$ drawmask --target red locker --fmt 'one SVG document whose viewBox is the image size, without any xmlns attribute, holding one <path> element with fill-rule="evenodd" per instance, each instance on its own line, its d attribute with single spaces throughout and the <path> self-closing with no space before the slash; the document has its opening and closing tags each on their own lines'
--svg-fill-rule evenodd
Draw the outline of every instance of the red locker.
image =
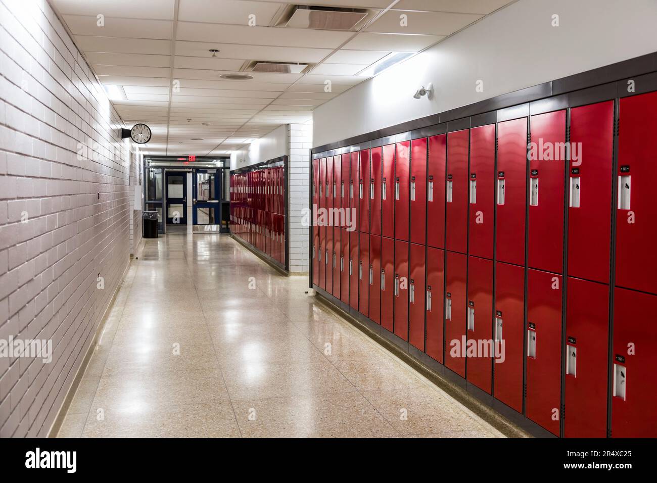
<svg viewBox="0 0 657 483">
<path fill-rule="evenodd" d="M 358 166 L 358 212 L 359 227 L 361 233 L 369 233 L 369 187 L 370 187 L 370 152 L 369 149 L 361 151 L 361 160 Z"/>
<path fill-rule="evenodd" d="M 358 232 L 349 231 L 349 305 L 358 310 Z"/>
<path fill-rule="evenodd" d="M 425 284 L 424 244 L 411 243 L 409 272 L 409 342 L 424 352 Z"/>
<path fill-rule="evenodd" d="M 470 130 L 447 134 L 445 246 L 460 253 L 468 251 L 468 147 Z"/>
<path fill-rule="evenodd" d="M 392 332 L 394 320 L 395 241 L 381 238 L 381 327 Z"/>
<path fill-rule="evenodd" d="M 566 110 L 531 120 L 528 265 L 562 273 Z"/>
<path fill-rule="evenodd" d="M 359 179 L 359 151 L 352 151 L 350 155 L 349 161 L 349 220 L 350 226 L 353 226 L 355 231 L 358 231 L 360 226 L 360 203 L 358 196 L 358 182 Z M 353 259 L 355 261 L 355 258 Z M 355 269 L 355 267 L 354 267 Z"/>
<path fill-rule="evenodd" d="M 381 235 L 381 175 L 383 149 L 371 149 L 371 173 L 370 173 L 370 232 Z"/>
<path fill-rule="evenodd" d="M 395 237 L 395 145 L 383 147 L 381 176 L 381 235 Z"/>
<path fill-rule="evenodd" d="M 431 220 L 434 223 L 434 220 Z M 426 242 L 426 138 L 411 141 L 411 241 Z M 424 337 L 422 338 L 424 338 Z"/>
<path fill-rule="evenodd" d="M 319 285 L 319 227 L 317 209 L 319 208 L 319 160 L 313 160 L 313 283 Z"/>
<path fill-rule="evenodd" d="M 331 259 L 333 265 L 333 289 L 331 293 L 337 298 L 340 298 L 340 289 L 342 281 L 340 270 L 340 258 L 342 256 L 342 230 L 340 227 L 333 227 L 333 253 Z"/>
<path fill-rule="evenodd" d="M 522 412 L 525 339 L 525 269 L 495 264 L 494 337 L 501 356 L 495 364 L 495 393 L 499 400 Z"/>
<path fill-rule="evenodd" d="M 409 239 L 409 178 L 411 141 L 397 143 L 395 155 L 395 239 Z"/>
<path fill-rule="evenodd" d="M 319 160 L 319 287 L 326 289 L 327 227 L 327 158 Z"/>
<path fill-rule="evenodd" d="M 620 100 L 616 285 L 657 294 L 655 160 L 657 92 Z M 650 113 L 648 114 L 648 113 Z"/>
<path fill-rule="evenodd" d="M 495 225 L 495 124 L 470 131 L 468 181 L 470 255 L 493 259 Z"/>
<path fill-rule="evenodd" d="M 345 199 L 345 198 L 343 198 Z M 340 245 L 342 253 L 340 260 L 340 300 L 345 304 L 349 304 L 349 257 L 351 250 L 349 247 L 350 232 L 346 228 L 342 228 L 340 231 Z"/>
<path fill-rule="evenodd" d="M 468 262 L 467 339 L 474 340 L 476 357 L 467 354 L 468 380 L 489 394 L 492 392 L 493 358 L 497 355 L 493 339 L 493 262 L 469 257 Z M 469 343 L 469 342 L 468 342 Z"/>
<path fill-rule="evenodd" d="M 569 277 L 567 300 L 564 436 L 606 438 L 609 286 Z"/>
<path fill-rule="evenodd" d="M 333 227 L 327 227 L 327 248 L 326 259 L 326 290 L 329 294 L 333 293 Z"/>
<path fill-rule="evenodd" d="M 528 269 L 526 415 L 559 436 L 561 275 Z"/>
<path fill-rule="evenodd" d="M 527 118 L 497 124 L 497 259 L 525 263 Z"/>
<path fill-rule="evenodd" d="M 426 247 L 426 354 L 443 363 L 445 252 Z"/>
<path fill-rule="evenodd" d="M 332 189 L 333 194 L 333 208 L 339 208 L 342 206 L 342 156 L 333 156 L 333 187 Z M 335 214 L 339 213 L 337 210 L 334 210 Z M 333 226 L 342 227 L 344 220 L 342 219 L 342 217 L 339 215 L 336 214 L 333 217 Z M 334 235 L 334 237 L 335 235 Z M 334 240 L 334 243 L 335 241 Z M 338 258 L 340 258 L 340 254 L 338 252 Z"/>
<path fill-rule="evenodd" d="M 571 109 L 570 142 L 568 275 L 608 283 L 614 101 Z"/>
<path fill-rule="evenodd" d="M 426 244 L 445 248 L 445 170 L 447 135 L 429 138 L 426 172 Z M 428 344 L 428 342 L 427 342 Z M 441 353 L 442 350 L 441 349 Z"/>
<path fill-rule="evenodd" d="M 445 268 L 445 367 L 465 377 L 467 256 L 447 252 Z"/>
<path fill-rule="evenodd" d="M 612 359 L 614 438 L 657 436 L 655 313 L 657 296 L 623 288 L 614 290 Z"/>
<path fill-rule="evenodd" d="M 369 233 L 361 233 L 358 244 L 358 311 L 369 317 Z"/>
<path fill-rule="evenodd" d="M 370 235 L 369 318 L 381 323 L 381 237 Z"/>
<path fill-rule="evenodd" d="M 395 334 L 409 339 L 409 243 L 395 240 Z"/>
</svg>

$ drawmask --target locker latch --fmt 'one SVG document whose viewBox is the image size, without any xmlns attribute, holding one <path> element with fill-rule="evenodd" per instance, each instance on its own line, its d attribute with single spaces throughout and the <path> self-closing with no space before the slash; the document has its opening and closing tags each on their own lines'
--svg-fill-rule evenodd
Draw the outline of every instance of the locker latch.
<svg viewBox="0 0 657 483">
<path fill-rule="evenodd" d="M 621 175 L 618 177 L 618 209 L 629 210 L 631 176 Z"/>
<path fill-rule="evenodd" d="M 570 178 L 570 208 L 579 208 L 579 176 Z"/>
</svg>

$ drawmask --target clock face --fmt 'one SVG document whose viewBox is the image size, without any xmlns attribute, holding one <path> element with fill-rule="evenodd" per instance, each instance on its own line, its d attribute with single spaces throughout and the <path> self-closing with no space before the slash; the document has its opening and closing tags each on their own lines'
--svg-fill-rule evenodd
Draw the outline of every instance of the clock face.
<svg viewBox="0 0 657 483">
<path fill-rule="evenodd" d="M 137 144 L 144 144 L 150 140 L 150 128 L 146 124 L 135 124 L 130 129 L 130 137 Z"/>
</svg>

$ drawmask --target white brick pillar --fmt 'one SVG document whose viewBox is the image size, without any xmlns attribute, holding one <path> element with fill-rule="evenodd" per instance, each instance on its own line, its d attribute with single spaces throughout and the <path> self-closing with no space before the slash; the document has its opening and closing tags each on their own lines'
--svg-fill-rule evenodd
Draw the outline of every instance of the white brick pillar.
<svg viewBox="0 0 657 483">
<path fill-rule="evenodd" d="M 288 124 L 289 172 L 288 216 L 290 237 L 290 271 L 308 272 L 308 227 L 302 226 L 302 210 L 308 206 L 310 196 L 310 148 L 313 142 L 313 125 Z"/>
</svg>

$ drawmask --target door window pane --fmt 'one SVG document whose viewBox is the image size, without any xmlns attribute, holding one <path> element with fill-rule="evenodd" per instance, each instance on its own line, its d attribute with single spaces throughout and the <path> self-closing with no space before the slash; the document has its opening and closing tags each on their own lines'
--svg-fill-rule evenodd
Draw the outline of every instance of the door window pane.
<svg viewBox="0 0 657 483">
<path fill-rule="evenodd" d="M 215 173 L 196 173 L 196 201 L 214 201 Z"/>
<path fill-rule="evenodd" d="M 167 196 L 169 198 L 182 198 L 183 186 L 185 178 L 181 176 L 168 176 Z"/>
</svg>

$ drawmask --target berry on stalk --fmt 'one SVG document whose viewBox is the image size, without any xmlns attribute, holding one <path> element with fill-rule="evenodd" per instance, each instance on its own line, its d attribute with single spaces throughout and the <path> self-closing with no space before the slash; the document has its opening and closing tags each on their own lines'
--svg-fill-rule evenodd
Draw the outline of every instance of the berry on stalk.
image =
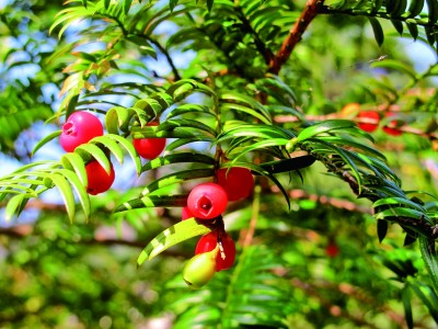
<svg viewBox="0 0 438 329">
<path fill-rule="evenodd" d="M 158 123 L 151 122 L 148 126 L 158 126 Z M 141 158 L 153 160 L 164 150 L 165 141 L 165 138 L 134 138 L 132 144 Z"/>
<path fill-rule="evenodd" d="M 97 116 L 79 111 L 71 114 L 62 125 L 59 143 L 66 151 L 72 152 L 79 145 L 102 135 L 103 126 Z"/>
<path fill-rule="evenodd" d="M 110 164 L 110 174 L 96 160 L 93 160 L 85 166 L 87 178 L 89 181 L 87 192 L 89 194 L 96 195 L 110 190 L 115 179 L 113 163 Z"/>
<path fill-rule="evenodd" d="M 379 126 L 380 115 L 376 111 L 361 111 L 357 117 L 359 118 L 357 126 L 364 132 L 372 133 Z"/>
<path fill-rule="evenodd" d="M 187 207 L 198 219 L 212 219 L 222 214 L 228 204 L 227 192 L 216 183 L 195 186 L 187 197 Z"/>
<path fill-rule="evenodd" d="M 233 239 L 228 234 L 222 234 L 220 238 L 222 251 L 216 257 L 216 271 L 227 270 L 234 264 L 235 245 Z M 211 251 L 218 245 L 218 232 L 211 231 L 203 236 L 196 245 L 195 253 L 204 253 Z"/>
<path fill-rule="evenodd" d="M 217 179 L 218 184 L 226 190 L 228 201 L 246 198 L 254 189 L 254 177 L 247 168 L 221 168 L 217 172 Z"/>
</svg>

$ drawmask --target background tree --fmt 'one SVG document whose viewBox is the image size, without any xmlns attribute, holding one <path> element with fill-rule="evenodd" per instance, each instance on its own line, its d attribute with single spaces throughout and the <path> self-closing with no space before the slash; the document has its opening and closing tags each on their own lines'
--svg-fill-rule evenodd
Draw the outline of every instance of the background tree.
<svg viewBox="0 0 438 329">
<path fill-rule="evenodd" d="M 436 326 L 436 0 L 28 0 L 0 18 L 2 327 Z M 62 150 L 85 110 L 103 135 Z M 165 149 L 141 158 L 140 138 Z M 99 196 L 90 163 L 115 172 Z M 181 220 L 234 167 L 251 196 Z M 196 237 L 222 229 L 234 265 L 188 290 Z"/>
</svg>

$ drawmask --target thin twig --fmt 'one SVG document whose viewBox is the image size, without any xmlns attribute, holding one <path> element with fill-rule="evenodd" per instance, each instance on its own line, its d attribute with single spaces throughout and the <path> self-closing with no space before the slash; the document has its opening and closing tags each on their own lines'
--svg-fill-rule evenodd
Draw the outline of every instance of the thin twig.
<svg viewBox="0 0 438 329">
<path fill-rule="evenodd" d="M 283 65 L 288 60 L 295 46 L 301 41 L 303 33 L 308 29 L 309 24 L 319 13 L 322 8 L 323 0 L 308 0 L 306 9 L 301 12 L 300 18 L 295 22 L 289 35 L 284 41 L 281 48 L 278 50 L 276 56 L 269 63 L 269 71 L 274 75 L 278 75 Z"/>
</svg>

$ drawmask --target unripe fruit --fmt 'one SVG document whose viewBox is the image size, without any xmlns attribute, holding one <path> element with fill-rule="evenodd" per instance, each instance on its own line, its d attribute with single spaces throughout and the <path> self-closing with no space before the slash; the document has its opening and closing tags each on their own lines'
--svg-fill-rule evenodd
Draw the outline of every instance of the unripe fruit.
<svg viewBox="0 0 438 329">
<path fill-rule="evenodd" d="M 187 262 L 183 270 L 183 279 L 191 288 L 198 290 L 212 279 L 218 252 L 219 246 L 216 246 L 214 250 L 196 254 Z"/>
<path fill-rule="evenodd" d="M 226 190 L 228 201 L 246 198 L 254 189 L 254 177 L 247 168 L 221 168 L 217 172 L 217 179 L 218 184 Z"/>
<path fill-rule="evenodd" d="M 234 264 L 235 245 L 228 234 L 222 234 L 221 239 L 222 252 L 216 257 L 216 271 L 227 270 Z M 204 253 L 211 251 L 218 245 L 217 231 L 211 231 L 203 236 L 196 245 L 195 253 Z"/>
<path fill-rule="evenodd" d="M 97 116 L 80 111 L 71 114 L 62 125 L 59 143 L 66 151 L 71 152 L 79 145 L 102 135 L 103 126 Z"/>
<path fill-rule="evenodd" d="M 394 115 L 395 115 L 395 113 L 393 113 L 393 112 L 387 112 L 387 114 L 384 116 L 394 116 Z M 382 127 L 382 131 L 391 136 L 402 135 L 403 132 L 395 127 L 395 126 L 397 126 L 399 122 L 400 122 L 399 120 L 391 121 L 389 124 L 387 124 L 385 126 Z"/>
<path fill-rule="evenodd" d="M 148 126 L 157 126 L 157 122 L 151 122 Z M 165 138 L 135 138 L 134 147 L 138 155 L 145 159 L 155 159 L 165 148 Z"/>
<path fill-rule="evenodd" d="M 187 207 L 198 219 L 211 219 L 222 214 L 228 204 L 227 192 L 216 183 L 195 186 L 187 198 Z"/>
<path fill-rule="evenodd" d="M 372 133 L 379 126 L 380 115 L 376 111 L 361 111 L 357 117 L 360 120 L 357 126 L 364 132 Z"/>
<path fill-rule="evenodd" d="M 111 163 L 110 174 L 106 173 L 105 169 L 96 160 L 89 162 L 85 166 L 85 170 L 89 181 L 87 192 L 89 194 L 96 195 L 110 190 L 115 179 L 113 163 Z"/>
<path fill-rule="evenodd" d="M 195 217 L 195 216 L 191 213 L 191 209 L 187 206 L 183 207 L 183 209 L 181 212 L 181 219 L 185 220 L 185 219 L 188 219 L 192 217 Z"/>
<path fill-rule="evenodd" d="M 359 111 L 360 111 L 359 103 L 348 103 L 348 104 L 344 105 L 344 107 L 342 107 L 341 115 L 343 117 L 351 117 L 351 116 L 356 116 Z"/>
<path fill-rule="evenodd" d="M 339 253 L 339 248 L 337 247 L 337 245 L 335 242 L 330 242 L 326 247 L 325 247 L 325 254 L 328 257 L 336 257 Z"/>
</svg>

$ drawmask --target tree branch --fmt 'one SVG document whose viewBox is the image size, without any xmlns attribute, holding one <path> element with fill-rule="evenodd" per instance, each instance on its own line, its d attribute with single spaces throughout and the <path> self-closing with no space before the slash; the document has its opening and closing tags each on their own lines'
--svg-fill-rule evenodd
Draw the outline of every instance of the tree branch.
<svg viewBox="0 0 438 329">
<path fill-rule="evenodd" d="M 301 12 L 300 18 L 295 22 L 289 35 L 283 42 L 281 48 L 269 63 L 269 72 L 278 75 L 283 65 L 288 60 L 295 46 L 301 41 L 302 34 L 309 24 L 319 13 L 324 0 L 308 0 L 306 9 Z"/>
</svg>

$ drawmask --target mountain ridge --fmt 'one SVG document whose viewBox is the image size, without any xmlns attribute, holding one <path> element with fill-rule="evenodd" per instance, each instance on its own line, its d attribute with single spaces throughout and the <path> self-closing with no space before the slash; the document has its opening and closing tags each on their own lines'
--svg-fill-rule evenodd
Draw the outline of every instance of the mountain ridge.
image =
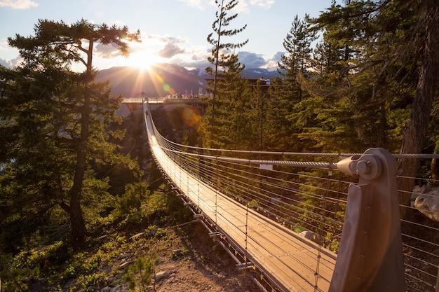
<svg viewBox="0 0 439 292">
<path fill-rule="evenodd" d="M 265 69 L 244 69 L 243 77 L 270 79 L 279 74 Z M 114 67 L 100 70 L 97 81 L 109 80 L 114 95 L 126 97 L 146 95 L 151 97 L 169 95 L 205 94 L 206 79 L 212 78 L 204 69 L 187 69 L 176 64 L 156 64 L 149 69 L 140 67 Z"/>
</svg>

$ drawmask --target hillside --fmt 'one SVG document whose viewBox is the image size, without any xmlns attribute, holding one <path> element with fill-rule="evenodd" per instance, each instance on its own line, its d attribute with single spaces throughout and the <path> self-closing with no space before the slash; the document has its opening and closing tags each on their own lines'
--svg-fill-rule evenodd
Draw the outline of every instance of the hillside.
<svg viewBox="0 0 439 292">
<path fill-rule="evenodd" d="M 264 69 L 245 69 L 247 78 L 272 78 L 277 71 Z M 206 78 L 210 78 L 204 69 L 188 70 L 175 64 L 157 64 L 150 70 L 136 67 L 112 67 L 99 71 L 97 81 L 109 80 L 113 94 L 125 97 L 147 95 L 164 97 L 170 94 L 198 94 L 200 88 L 205 93 Z"/>
</svg>

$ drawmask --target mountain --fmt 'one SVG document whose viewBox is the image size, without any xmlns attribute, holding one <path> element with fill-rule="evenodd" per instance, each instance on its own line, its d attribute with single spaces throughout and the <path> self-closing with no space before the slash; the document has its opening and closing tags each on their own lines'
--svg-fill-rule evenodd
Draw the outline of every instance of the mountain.
<svg viewBox="0 0 439 292">
<path fill-rule="evenodd" d="M 246 68 L 243 72 L 243 76 L 247 78 L 269 79 L 277 76 L 277 71 L 264 69 Z M 115 95 L 155 97 L 178 93 L 196 95 L 199 90 L 205 94 L 206 79 L 211 78 L 204 69 L 188 70 L 175 64 L 158 64 L 149 70 L 128 67 L 100 70 L 97 80 L 109 80 Z"/>
</svg>

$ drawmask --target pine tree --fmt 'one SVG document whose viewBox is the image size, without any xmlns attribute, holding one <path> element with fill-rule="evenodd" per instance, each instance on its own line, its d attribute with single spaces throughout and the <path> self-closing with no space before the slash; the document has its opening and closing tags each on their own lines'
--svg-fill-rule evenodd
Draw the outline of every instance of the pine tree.
<svg viewBox="0 0 439 292">
<path fill-rule="evenodd" d="M 227 57 L 227 55 L 230 54 L 229 50 L 241 48 L 248 42 L 248 40 L 238 43 L 222 42 L 222 36 L 235 36 L 243 32 L 247 27 L 247 25 L 245 25 L 239 29 L 227 29 L 227 27 L 230 25 L 230 22 L 238 16 L 238 13 L 228 16 L 228 12 L 231 11 L 238 4 L 238 1 L 236 0 L 226 0 L 226 3 L 224 3 L 224 0 L 221 0 L 221 3 L 219 3 L 219 0 L 215 0 L 215 4 L 219 11 L 215 13 L 216 20 L 212 24 L 213 32 L 208 36 L 208 43 L 213 46 L 212 55 L 208 57 L 208 60 L 215 67 L 215 69 L 212 67 L 208 67 L 206 69 L 206 71 L 211 76 L 213 76 L 213 88 L 211 90 L 212 92 L 212 120 L 210 123 L 212 125 L 214 123 L 215 115 L 215 106 L 217 95 L 217 83 L 218 79 L 221 78 L 219 71 L 221 67 L 224 66 L 224 62 L 226 61 L 222 56 Z M 214 38 L 214 34 L 216 38 Z"/>
<path fill-rule="evenodd" d="M 296 15 L 283 41 L 286 53 L 278 63 L 281 78 L 275 78 L 270 89 L 270 95 L 275 102 L 271 104 L 274 108 L 271 108 L 272 113 L 269 116 L 271 119 L 267 122 L 276 131 L 270 134 L 270 139 L 277 141 L 278 150 L 302 150 L 297 139 L 302 130 L 295 121 L 294 115 L 297 113 L 295 107 L 309 95 L 304 95 L 306 93 L 302 90 L 297 78 L 299 76 L 310 76 L 311 45 L 315 39 L 310 25 Z"/>
<path fill-rule="evenodd" d="M 108 84 L 94 82 L 96 71 L 93 68 L 93 48 L 97 43 L 111 44 L 126 55 L 126 41 L 138 40 L 139 32 L 132 34 L 126 27 L 96 25 L 84 20 L 72 25 L 63 22 L 40 20 L 34 30 L 35 36 L 16 35 L 8 39 L 10 46 L 19 50 L 24 58 L 24 67 L 18 68 L 17 74 L 12 78 L 1 79 L 4 86 L 9 88 L 6 92 L 6 99 L 2 102 L 12 102 L 13 104 L 18 102 L 15 113 L 20 118 L 12 116 L 5 119 L 2 116 L 2 119 L 9 123 L 7 128 L 18 127 L 23 130 L 29 126 L 37 130 L 36 133 L 41 135 L 36 139 L 49 143 L 47 147 L 41 145 L 43 149 L 55 152 L 46 153 L 41 151 L 43 149 L 39 149 L 39 153 L 47 157 L 53 156 L 53 162 L 60 164 L 58 167 L 54 168 L 60 170 L 55 174 L 55 177 L 58 179 L 58 183 L 50 179 L 48 187 L 53 189 L 55 197 L 57 193 L 61 194 L 61 197 L 65 195 L 64 200 L 58 197 L 55 202 L 69 214 L 72 244 L 79 246 L 84 242 L 86 234 L 81 205 L 87 190 L 86 181 L 93 176 L 90 168 L 93 161 L 90 155 L 93 151 L 98 151 L 97 145 L 107 138 L 104 134 L 105 125 L 114 118 L 114 111 L 120 102 L 120 99 L 111 97 Z M 79 74 L 71 71 L 69 66 L 72 63 L 84 65 L 84 71 Z M 17 85 L 20 91 L 11 90 L 11 85 Z M 32 90 L 29 91 L 27 87 Z M 15 97 L 18 99 L 13 102 Z M 41 109 L 34 108 L 36 104 Z M 25 117 L 23 113 L 27 115 Z M 2 114 L 8 115 L 8 113 L 4 111 Z M 36 119 L 36 124 L 15 124 L 16 120 L 26 123 L 27 120 L 33 123 Z M 18 145 L 22 146 L 23 143 L 29 145 L 22 130 L 18 133 L 23 134 L 22 137 L 15 137 Z M 109 148 L 103 148 L 100 151 L 114 152 L 114 146 L 109 146 Z M 29 147 L 32 148 L 32 145 Z M 62 153 L 57 153 L 59 151 Z M 10 159 L 9 161 L 15 159 L 13 156 L 6 158 Z M 100 163 L 101 161 L 103 162 L 96 162 Z M 35 167 L 36 162 L 29 165 L 29 169 Z M 44 168 L 46 166 L 42 165 Z M 17 161 L 11 164 L 13 169 L 21 166 Z M 65 169 L 67 166 L 70 167 L 69 171 Z M 41 175 L 42 169 L 35 172 Z M 41 179 L 41 181 L 46 181 Z M 56 188 L 58 188 L 58 191 Z M 41 188 L 36 190 L 41 194 L 46 192 Z"/>
</svg>

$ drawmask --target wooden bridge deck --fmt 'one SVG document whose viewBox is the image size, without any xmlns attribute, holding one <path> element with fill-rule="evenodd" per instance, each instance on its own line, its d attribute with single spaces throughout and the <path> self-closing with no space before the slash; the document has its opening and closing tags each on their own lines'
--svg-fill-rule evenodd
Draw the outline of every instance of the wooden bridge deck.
##########
Rewrite the data as a JSON list of strings, one string per line and with blank lines omitted, from the first line of the data up to and including the line that contains "395 237 L 395". Leave the pictures out of the answer.

[
  "$ drawmask --target red locker --fmt 'one SVG document whose viewBox is the image size, without any xmlns attribute, holding one <path> element with fill-rule=\"evenodd\" per instance, each instance on its own line, its d attribute with single spaces throughout and the <path> self-closing with no space before the slash; the document has its opening and closing tags each on their own lines'",
  "--svg-fill-rule evenodd",
  "Draw the outline of every instance of the red locker.",
  "image =",
  "<svg viewBox=\"0 0 657 483\">",
  "<path fill-rule=\"evenodd\" d=\"M 358 166 L 358 212 L 359 227 L 361 233 L 369 233 L 369 187 L 370 187 L 370 152 L 369 149 L 361 151 L 361 160 Z\"/>",
  "<path fill-rule=\"evenodd\" d=\"M 358 232 L 349 231 L 349 305 L 358 310 Z\"/>",
  "<path fill-rule=\"evenodd\" d=\"M 425 284 L 424 244 L 411 243 L 409 272 L 409 342 L 424 352 Z\"/>",
  "<path fill-rule=\"evenodd\" d=\"M 470 130 L 447 134 L 445 246 L 460 253 L 468 251 L 468 147 Z\"/>",
  "<path fill-rule=\"evenodd\" d=\"M 392 332 L 394 320 L 395 241 L 381 238 L 381 327 Z\"/>",
  "<path fill-rule=\"evenodd\" d=\"M 566 110 L 531 120 L 528 265 L 562 273 Z\"/>",
  "<path fill-rule=\"evenodd\" d=\"M 359 179 L 359 151 L 352 151 L 350 155 L 349 161 L 349 220 L 350 226 L 353 226 L 355 231 L 358 231 L 360 226 L 360 203 L 358 196 L 358 182 Z M 353 259 L 355 261 L 355 258 Z M 355 269 L 355 267 L 354 267 Z\"/>",
  "<path fill-rule=\"evenodd\" d=\"M 381 235 L 381 175 L 383 149 L 371 149 L 371 173 L 370 173 L 370 232 Z\"/>",
  "<path fill-rule=\"evenodd\" d=\"M 395 237 L 395 145 L 383 147 L 381 176 L 381 235 Z\"/>"
]